-- What is expected --
The listing must be reproduced in full, exactly as it stands.

-- Records for the exercise --

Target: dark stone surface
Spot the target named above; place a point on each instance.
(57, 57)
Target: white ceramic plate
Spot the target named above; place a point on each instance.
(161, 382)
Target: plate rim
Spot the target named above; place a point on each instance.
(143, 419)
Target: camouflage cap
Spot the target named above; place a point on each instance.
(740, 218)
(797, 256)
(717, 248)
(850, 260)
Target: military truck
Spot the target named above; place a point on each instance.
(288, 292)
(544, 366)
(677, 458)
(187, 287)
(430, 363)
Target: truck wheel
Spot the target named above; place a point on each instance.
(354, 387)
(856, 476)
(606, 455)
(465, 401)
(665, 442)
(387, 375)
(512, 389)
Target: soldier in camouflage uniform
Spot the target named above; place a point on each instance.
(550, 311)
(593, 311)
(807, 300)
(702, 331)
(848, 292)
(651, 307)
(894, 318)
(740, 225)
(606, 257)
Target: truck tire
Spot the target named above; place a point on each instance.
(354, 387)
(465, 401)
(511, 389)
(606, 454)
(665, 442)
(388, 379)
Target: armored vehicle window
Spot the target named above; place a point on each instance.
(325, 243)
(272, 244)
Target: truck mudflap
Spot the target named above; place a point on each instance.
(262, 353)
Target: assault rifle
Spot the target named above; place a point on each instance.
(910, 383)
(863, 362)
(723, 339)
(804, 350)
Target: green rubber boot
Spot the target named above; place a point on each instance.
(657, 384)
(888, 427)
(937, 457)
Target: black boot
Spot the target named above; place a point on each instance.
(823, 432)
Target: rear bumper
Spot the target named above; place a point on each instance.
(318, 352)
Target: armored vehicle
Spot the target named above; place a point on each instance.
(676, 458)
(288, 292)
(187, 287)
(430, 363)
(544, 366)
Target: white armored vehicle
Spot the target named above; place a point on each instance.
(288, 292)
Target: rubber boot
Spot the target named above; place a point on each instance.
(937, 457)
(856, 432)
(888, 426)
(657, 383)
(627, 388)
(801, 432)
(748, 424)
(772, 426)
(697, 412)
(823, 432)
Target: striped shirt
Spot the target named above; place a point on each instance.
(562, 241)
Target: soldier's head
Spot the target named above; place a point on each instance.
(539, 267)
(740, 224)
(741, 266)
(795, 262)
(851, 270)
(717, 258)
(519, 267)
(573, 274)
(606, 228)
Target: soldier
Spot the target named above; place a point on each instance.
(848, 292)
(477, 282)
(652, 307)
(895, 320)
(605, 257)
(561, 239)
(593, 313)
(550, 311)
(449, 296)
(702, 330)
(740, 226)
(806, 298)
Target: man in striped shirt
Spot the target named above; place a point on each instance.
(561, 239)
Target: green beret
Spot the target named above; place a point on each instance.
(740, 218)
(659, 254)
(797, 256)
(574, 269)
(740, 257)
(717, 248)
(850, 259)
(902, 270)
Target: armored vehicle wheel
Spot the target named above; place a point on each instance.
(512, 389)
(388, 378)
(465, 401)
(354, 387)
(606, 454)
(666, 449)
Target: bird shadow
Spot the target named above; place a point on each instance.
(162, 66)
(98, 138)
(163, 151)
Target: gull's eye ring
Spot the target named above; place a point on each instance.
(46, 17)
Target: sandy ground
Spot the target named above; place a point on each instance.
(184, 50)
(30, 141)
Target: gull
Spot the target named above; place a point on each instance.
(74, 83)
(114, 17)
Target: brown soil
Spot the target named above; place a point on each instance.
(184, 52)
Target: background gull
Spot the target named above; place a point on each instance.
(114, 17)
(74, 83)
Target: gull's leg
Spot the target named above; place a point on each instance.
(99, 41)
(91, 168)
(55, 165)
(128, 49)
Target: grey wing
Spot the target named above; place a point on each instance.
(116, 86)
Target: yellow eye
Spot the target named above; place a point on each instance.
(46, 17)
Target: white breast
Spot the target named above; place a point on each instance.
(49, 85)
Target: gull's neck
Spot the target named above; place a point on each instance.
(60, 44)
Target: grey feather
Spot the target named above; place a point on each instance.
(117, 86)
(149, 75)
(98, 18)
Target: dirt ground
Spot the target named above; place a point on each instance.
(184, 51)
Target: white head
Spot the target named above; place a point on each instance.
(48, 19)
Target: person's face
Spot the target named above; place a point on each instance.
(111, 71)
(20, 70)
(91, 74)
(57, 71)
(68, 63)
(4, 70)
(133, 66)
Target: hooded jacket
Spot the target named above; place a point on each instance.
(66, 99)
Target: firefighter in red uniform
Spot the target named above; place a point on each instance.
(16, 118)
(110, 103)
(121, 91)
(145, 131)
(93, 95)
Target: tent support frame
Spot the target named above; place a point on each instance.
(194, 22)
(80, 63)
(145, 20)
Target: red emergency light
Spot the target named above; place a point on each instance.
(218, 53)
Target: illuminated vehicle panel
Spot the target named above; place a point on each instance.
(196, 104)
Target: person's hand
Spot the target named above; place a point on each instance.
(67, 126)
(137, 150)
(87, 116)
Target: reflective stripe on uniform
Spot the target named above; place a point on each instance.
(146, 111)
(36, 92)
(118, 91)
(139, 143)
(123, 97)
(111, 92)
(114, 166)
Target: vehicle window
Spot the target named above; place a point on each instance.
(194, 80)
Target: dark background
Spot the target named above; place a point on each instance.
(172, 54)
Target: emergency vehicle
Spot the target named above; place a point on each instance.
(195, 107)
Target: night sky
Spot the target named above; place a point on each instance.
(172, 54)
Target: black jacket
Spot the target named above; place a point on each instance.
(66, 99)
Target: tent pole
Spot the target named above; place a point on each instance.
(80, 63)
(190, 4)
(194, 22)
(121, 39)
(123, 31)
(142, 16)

-- Result of this exercise --
Target: dark stone surface
Spot the target named above; place a point on each instance.
(57, 57)
Target: white ceramic plate
Spot the target named above; place a point on each instance.
(161, 382)
Target: plate rim
Spot the target named above; place a point on each instance.
(143, 419)
Target: camouflage cap
Spot the target named above; place a point on each instance.
(740, 218)
(797, 256)
(717, 248)
(850, 260)
Target: military truck
Spot the target named above; place a point on each instance.
(288, 292)
(544, 366)
(677, 458)
(187, 287)
(430, 363)
Target: truck wheel
Spot the target named above; place a point on each instance.
(354, 387)
(856, 476)
(606, 455)
(465, 401)
(665, 442)
(387, 375)
(512, 389)
Target: soldier in camouflage uniform
Spot the target named above; place a point on each instance.
(550, 311)
(593, 311)
(807, 300)
(702, 331)
(848, 292)
(651, 307)
(894, 318)
(740, 225)
(606, 257)
Target: truck tire
Spot the target named above; place a point on each instance.
(354, 387)
(465, 401)
(511, 389)
(606, 454)
(665, 442)
(388, 379)
Target: armored vehicle window
Spot the target named above; place a point on each instance.
(325, 243)
(272, 244)
Target: truck mudflap
Spot the target named above; place a point on each instance.
(262, 353)
Target: assault rifle
Spot the target named above; place a point on each instance.
(910, 383)
(863, 362)
(723, 339)
(804, 350)
Target: green rubber boot
Spot the target named above; place a point on each instance.
(657, 384)
(888, 427)
(937, 457)
Target: black boot
Spot the target named above; place a point on each instance.
(823, 432)
Target: rear bumper
Spot the target named above; place a point on each instance.
(318, 352)
Target: armored vehicle
Spot the target named above; place a point on each instance.
(676, 458)
(288, 292)
(187, 287)
(430, 363)
(544, 366)
Target: white armored vehicle
Spot the target named above; place a point on each instance.
(288, 292)
Target: rubber boot
Spot the target named above; place a point on each instance.
(937, 457)
(856, 432)
(888, 426)
(657, 383)
(627, 388)
(801, 432)
(748, 424)
(772, 426)
(697, 412)
(823, 432)
Target: striped shirt
Spot the target named above; place a point on each instance.
(562, 241)
Target: soldier's head
Spot the target named above; place a point on each instance.
(539, 267)
(740, 224)
(741, 266)
(795, 262)
(851, 270)
(717, 258)
(519, 267)
(573, 274)
(606, 228)
Target: soldier
Spot the target named above; place a point on each instance.
(848, 292)
(477, 282)
(652, 307)
(895, 320)
(605, 257)
(561, 239)
(593, 313)
(550, 311)
(449, 296)
(702, 330)
(740, 226)
(806, 298)
Target: man in striped shirt
Spot the target named above; place a point on each instance.
(561, 239)
Target: green beret
Spot the target named above; place a point on each instance.
(740, 218)
(659, 254)
(797, 256)
(574, 269)
(740, 257)
(717, 248)
(850, 259)
(902, 270)
Target: armored vehicle wheel
Spot the target named above; place a point on each instance.
(512, 389)
(388, 378)
(465, 401)
(354, 387)
(606, 454)
(666, 449)
Target: bird shadow
Spot the target named above; place a point on each instance.
(162, 66)
(98, 138)
(163, 151)
Target: gull's eye ring
Spot the target named above; place a point on each instance.
(46, 17)
Target: sandy ground
Spot the target named above; place a point on each instance.
(184, 50)
(30, 141)
Target: gull
Spot the target named above; place a point on each instance.
(74, 83)
(114, 17)
Target: brown soil
Spot the target named above; place a point on each instance.
(184, 52)
Target: background gull
Spot the target named above; place a point on each instance.
(114, 17)
(74, 83)
Target: gull's leg
Spot the target named above; place a point on each instance.
(99, 41)
(91, 168)
(55, 165)
(128, 49)
Target: grey wing
Spot the target named above; place a point on each instance.
(116, 86)
Target: yellow eye
Spot the target named above; place a point on each instance.
(46, 17)
Target: white breast
Spot the target named above; place a point on each instance.
(49, 85)
Target: gull's neck
Spot the target named above; place a point on each instance.
(60, 44)
Target: grey feather
Spot the target named above; place a point on each instance.
(117, 86)
(149, 75)
(98, 18)
Target: dirt ground
Spot the target named above; place a point on each instance.
(184, 51)
Target: white head
Spot the target named above; place a point on each instance.
(48, 19)
Target: person's face
Spot the target named above; place a point on each instance.
(111, 71)
(20, 70)
(91, 74)
(57, 71)
(68, 63)
(4, 70)
(133, 66)
Target: hooded jacket
Spot the target named above; place a point on each instance.
(66, 99)
Target: firefighter in red uniform
Spot the target named above; place a point on each instance.
(16, 118)
(110, 103)
(121, 91)
(145, 131)
(93, 95)
Target: tent support frame
Spot the target named above; place a point on each instance.
(194, 22)
(80, 63)
(145, 20)
Target: red emergency light
Spot the target named above; place a point on each instance.
(218, 53)
Target: illuminated vehicle panel
Spot the target named above; place a point on each instance.
(196, 104)
Target: person's hand
Spot the target named above; place a point on each instance.
(67, 126)
(137, 150)
(87, 116)
Target: reflective stripe on uniform
Spot the target named above; place a point on each instance.
(146, 111)
(36, 92)
(118, 91)
(139, 143)
(123, 97)
(111, 92)
(114, 166)
Target: vehicle window
Spot the target named above; place a point on each instance.
(194, 80)
Target: dark background
Spot the target named above; place a point on each instance.
(172, 54)
Target: emergency vehicle
Spot the target named above; place a point on each instance.
(195, 107)
Target: night sky
Spot the target named above; place a point on each instance.
(172, 54)
Target: black jacket
Spot the target named above; place a point on each instance.
(66, 99)
Target: tent pole
Spot the target named above; place a point on each instance.
(80, 63)
(190, 4)
(194, 22)
(121, 39)
(123, 31)
(142, 16)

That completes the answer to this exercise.